━━━ Excerpted data ━━━
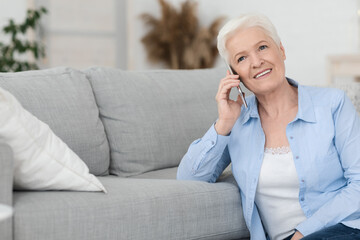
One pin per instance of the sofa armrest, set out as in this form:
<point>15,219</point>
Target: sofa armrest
<point>6,174</point>
<point>6,187</point>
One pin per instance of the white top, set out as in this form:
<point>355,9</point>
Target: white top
<point>277,194</point>
<point>5,211</point>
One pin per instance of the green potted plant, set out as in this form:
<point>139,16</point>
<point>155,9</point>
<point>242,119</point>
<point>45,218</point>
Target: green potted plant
<point>11,53</point>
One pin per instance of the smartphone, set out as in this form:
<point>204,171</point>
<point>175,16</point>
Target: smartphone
<point>238,87</point>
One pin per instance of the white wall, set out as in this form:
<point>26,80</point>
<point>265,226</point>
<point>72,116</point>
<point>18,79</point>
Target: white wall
<point>309,30</point>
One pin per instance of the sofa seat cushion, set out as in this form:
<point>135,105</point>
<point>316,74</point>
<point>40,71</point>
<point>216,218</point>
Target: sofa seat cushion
<point>132,209</point>
<point>151,117</point>
<point>63,99</point>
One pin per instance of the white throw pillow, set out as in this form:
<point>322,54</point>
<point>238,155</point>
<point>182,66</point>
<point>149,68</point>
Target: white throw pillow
<point>42,161</point>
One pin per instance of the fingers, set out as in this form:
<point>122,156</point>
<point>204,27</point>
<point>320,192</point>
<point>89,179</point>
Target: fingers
<point>239,99</point>
<point>225,86</point>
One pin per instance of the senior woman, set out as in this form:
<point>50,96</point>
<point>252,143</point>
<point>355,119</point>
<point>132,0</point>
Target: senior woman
<point>295,151</point>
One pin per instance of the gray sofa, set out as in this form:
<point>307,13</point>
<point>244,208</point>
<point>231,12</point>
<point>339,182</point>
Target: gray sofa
<point>131,129</point>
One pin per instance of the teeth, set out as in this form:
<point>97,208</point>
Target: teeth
<point>263,73</point>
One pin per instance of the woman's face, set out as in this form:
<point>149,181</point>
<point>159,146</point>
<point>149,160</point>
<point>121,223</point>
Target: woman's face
<point>257,59</point>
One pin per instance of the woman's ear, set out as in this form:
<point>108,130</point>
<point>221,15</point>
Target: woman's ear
<point>282,50</point>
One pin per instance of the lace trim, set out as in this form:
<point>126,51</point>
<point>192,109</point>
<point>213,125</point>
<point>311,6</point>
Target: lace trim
<point>278,150</point>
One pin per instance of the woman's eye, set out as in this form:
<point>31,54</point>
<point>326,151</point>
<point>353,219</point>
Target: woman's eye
<point>262,47</point>
<point>241,59</point>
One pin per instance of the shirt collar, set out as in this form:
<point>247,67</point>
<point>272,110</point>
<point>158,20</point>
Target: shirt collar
<point>305,108</point>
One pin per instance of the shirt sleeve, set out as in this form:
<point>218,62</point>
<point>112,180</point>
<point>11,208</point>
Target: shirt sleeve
<point>206,158</point>
<point>345,205</point>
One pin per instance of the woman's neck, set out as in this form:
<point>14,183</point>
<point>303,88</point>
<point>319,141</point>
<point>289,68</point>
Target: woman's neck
<point>278,102</point>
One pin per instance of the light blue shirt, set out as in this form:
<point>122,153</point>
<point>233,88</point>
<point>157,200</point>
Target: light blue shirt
<point>324,138</point>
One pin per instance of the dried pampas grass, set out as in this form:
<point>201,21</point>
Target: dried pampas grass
<point>178,40</point>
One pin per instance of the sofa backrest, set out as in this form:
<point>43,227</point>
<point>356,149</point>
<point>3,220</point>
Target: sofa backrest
<point>151,117</point>
<point>63,99</point>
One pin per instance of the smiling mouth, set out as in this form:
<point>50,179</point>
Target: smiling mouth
<point>262,73</point>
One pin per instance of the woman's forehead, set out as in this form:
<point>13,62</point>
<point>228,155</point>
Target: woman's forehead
<point>244,38</point>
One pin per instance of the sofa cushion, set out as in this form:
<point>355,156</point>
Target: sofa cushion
<point>151,117</point>
<point>133,209</point>
<point>63,99</point>
<point>41,160</point>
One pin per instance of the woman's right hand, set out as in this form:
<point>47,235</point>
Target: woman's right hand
<point>229,110</point>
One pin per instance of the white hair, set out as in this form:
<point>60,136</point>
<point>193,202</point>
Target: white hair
<point>243,22</point>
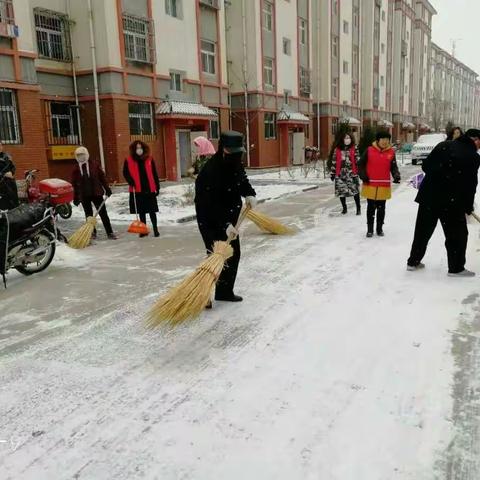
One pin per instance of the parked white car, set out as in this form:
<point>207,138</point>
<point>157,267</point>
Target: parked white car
<point>425,144</point>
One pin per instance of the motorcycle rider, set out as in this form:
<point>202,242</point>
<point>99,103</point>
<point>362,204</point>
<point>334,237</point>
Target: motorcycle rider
<point>89,186</point>
<point>8,186</point>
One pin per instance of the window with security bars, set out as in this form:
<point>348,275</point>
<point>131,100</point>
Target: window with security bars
<point>9,122</point>
<point>6,12</point>
<point>140,117</point>
<point>139,37</point>
<point>270,125</point>
<point>63,124</point>
<point>53,35</point>
<point>208,56</point>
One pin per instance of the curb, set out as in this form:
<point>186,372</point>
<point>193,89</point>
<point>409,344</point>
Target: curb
<point>190,218</point>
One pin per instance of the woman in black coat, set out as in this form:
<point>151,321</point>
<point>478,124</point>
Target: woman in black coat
<point>219,188</point>
<point>141,175</point>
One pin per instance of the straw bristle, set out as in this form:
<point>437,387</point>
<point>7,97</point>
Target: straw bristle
<point>82,237</point>
<point>189,298</point>
<point>268,224</point>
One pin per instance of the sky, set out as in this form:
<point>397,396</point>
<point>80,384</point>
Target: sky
<point>458,20</point>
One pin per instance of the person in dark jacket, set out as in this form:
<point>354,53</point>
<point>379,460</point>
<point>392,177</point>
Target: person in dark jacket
<point>377,165</point>
<point>141,175</point>
<point>89,187</point>
<point>344,171</point>
<point>220,186</point>
<point>447,194</point>
<point>8,186</point>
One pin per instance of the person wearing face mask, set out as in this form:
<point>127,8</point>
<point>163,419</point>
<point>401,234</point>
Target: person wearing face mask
<point>219,188</point>
<point>447,193</point>
<point>8,186</point>
<point>141,175</point>
<point>89,186</point>
<point>344,171</point>
<point>376,167</point>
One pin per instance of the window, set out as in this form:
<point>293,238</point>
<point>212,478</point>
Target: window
<point>335,47</point>
<point>214,126</point>
<point>9,125</point>
<point>268,16</point>
<point>175,82</point>
<point>139,39</point>
<point>208,57</point>
<point>6,11</point>
<point>53,35</point>
<point>268,72</point>
<point>64,128</point>
<point>173,8</point>
<point>140,117</point>
<point>335,87</point>
<point>270,120</point>
<point>303,32</point>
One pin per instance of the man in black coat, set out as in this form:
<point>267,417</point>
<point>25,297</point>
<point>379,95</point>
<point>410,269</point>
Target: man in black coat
<point>8,186</point>
<point>447,194</point>
<point>219,189</point>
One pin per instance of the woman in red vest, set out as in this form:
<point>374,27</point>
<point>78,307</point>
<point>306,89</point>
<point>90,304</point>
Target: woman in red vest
<point>376,167</point>
<point>141,174</point>
<point>344,171</point>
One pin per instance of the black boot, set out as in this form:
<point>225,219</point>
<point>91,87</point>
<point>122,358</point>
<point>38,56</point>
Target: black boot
<point>357,203</point>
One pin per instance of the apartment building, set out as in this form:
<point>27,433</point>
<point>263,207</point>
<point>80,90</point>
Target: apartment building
<point>160,75</point>
<point>377,63</point>
<point>336,68</point>
<point>453,92</point>
<point>269,48</point>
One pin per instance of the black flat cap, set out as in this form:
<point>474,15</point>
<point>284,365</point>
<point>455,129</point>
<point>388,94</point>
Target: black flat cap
<point>232,141</point>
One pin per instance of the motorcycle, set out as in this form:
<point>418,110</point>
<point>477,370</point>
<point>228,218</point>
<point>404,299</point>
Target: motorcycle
<point>58,192</point>
<point>28,236</point>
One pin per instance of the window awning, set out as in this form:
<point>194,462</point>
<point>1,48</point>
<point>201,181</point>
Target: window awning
<point>355,122</point>
<point>293,117</point>
<point>386,123</point>
<point>185,110</point>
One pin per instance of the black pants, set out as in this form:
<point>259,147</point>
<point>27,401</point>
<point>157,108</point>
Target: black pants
<point>153,219</point>
<point>454,224</point>
<point>97,201</point>
<point>226,281</point>
<point>375,207</point>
━━━
__Task details__
Nothing but the lines from the one with "One pin per instance of the motorcycle, set" through the end of the data above should be repeated, each exactly as it stands.

__Complete answer__
One pin per instance of the motorcycle, set out as in this form:
<point>418,110</point>
<point>477,370</point>
<point>228,218</point>
<point>404,299</point>
Target: motorcycle
<point>58,192</point>
<point>28,236</point>
One pin per instance of the window awning, set out as in this form:
<point>194,462</point>
<point>1,48</point>
<point>201,181</point>
Target: window awning
<point>355,122</point>
<point>293,117</point>
<point>386,123</point>
<point>185,110</point>
One pin per instance of the black pants, set out as in this form:
<point>259,147</point>
<point>27,401</point>
<point>157,108</point>
Target: black pants
<point>153,219</point>
<point>454,224</point>
<point>97,201</point>
<point>226,281</point>
<point>375,207</point>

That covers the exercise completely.